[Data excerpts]
>>>>

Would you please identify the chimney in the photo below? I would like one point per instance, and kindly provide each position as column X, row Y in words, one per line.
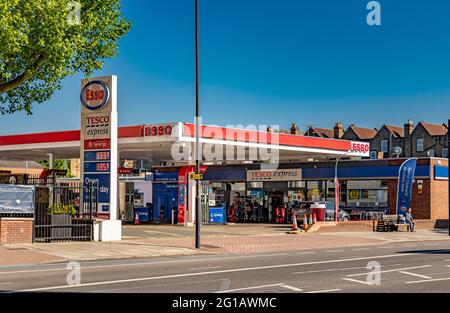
column 294, row 129
column 338, row 130
column 407, row 144
column 409, row 127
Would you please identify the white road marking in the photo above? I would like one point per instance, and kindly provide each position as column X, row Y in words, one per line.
column 339, row 269
column 291, row 288
column 329, row 270
column 214, row 272
column 325, row 291
column 251, row 288
column 353, row 256
column 427, row 281
column 389, row 271
column 204, row 268
column 417, row 275
column 143, row 263
column 356, row 281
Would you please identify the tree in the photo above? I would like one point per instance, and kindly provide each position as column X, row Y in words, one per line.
column 42, row 42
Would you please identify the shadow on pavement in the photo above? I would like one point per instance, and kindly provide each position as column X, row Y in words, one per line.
column 426, row 252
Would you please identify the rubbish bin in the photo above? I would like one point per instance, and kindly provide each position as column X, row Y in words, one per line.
column 320, row 214
column 142, row 212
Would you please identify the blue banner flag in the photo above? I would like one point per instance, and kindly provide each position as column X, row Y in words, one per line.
column 405, row 184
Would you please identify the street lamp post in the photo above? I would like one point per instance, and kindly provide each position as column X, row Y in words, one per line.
column 197, row 134
column 337, row 188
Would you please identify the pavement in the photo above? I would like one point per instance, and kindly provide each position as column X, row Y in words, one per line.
column 167, row 241
column 397, row 267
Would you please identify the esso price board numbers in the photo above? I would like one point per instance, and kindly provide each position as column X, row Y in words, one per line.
column 103, row 167
column 97, row 156
column 103, row 156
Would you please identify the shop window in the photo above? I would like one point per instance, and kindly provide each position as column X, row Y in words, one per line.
column 419, row 145
column 384, row 146
column 367, row 194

<<<<

- **PROMPT**:
The answer is the line holding "Would you please identify the pavement" and all the lines after it through the end of the records, repeated exactly.

- **OUTPUT**:
Would you please identify the pavement in the photo above? I would like one point per instance, and kindly provide each position as column X, row Y in words, one per line.
column 167, row 241
column 397, row 267
Would you please identify the esso price board numbers in the photo above? I would like one point per instance, and kindly provide each position as column X, row Y in words, one per line.
column 103, row 167
column 97, row 156
column 103, row 156
Would you please identify the shop window in the photo above? I would like one point per instance, and kindly provide each position as column X, row Y in words, one per line.
column 419, row 145
column 384, row 146
column 367, row 194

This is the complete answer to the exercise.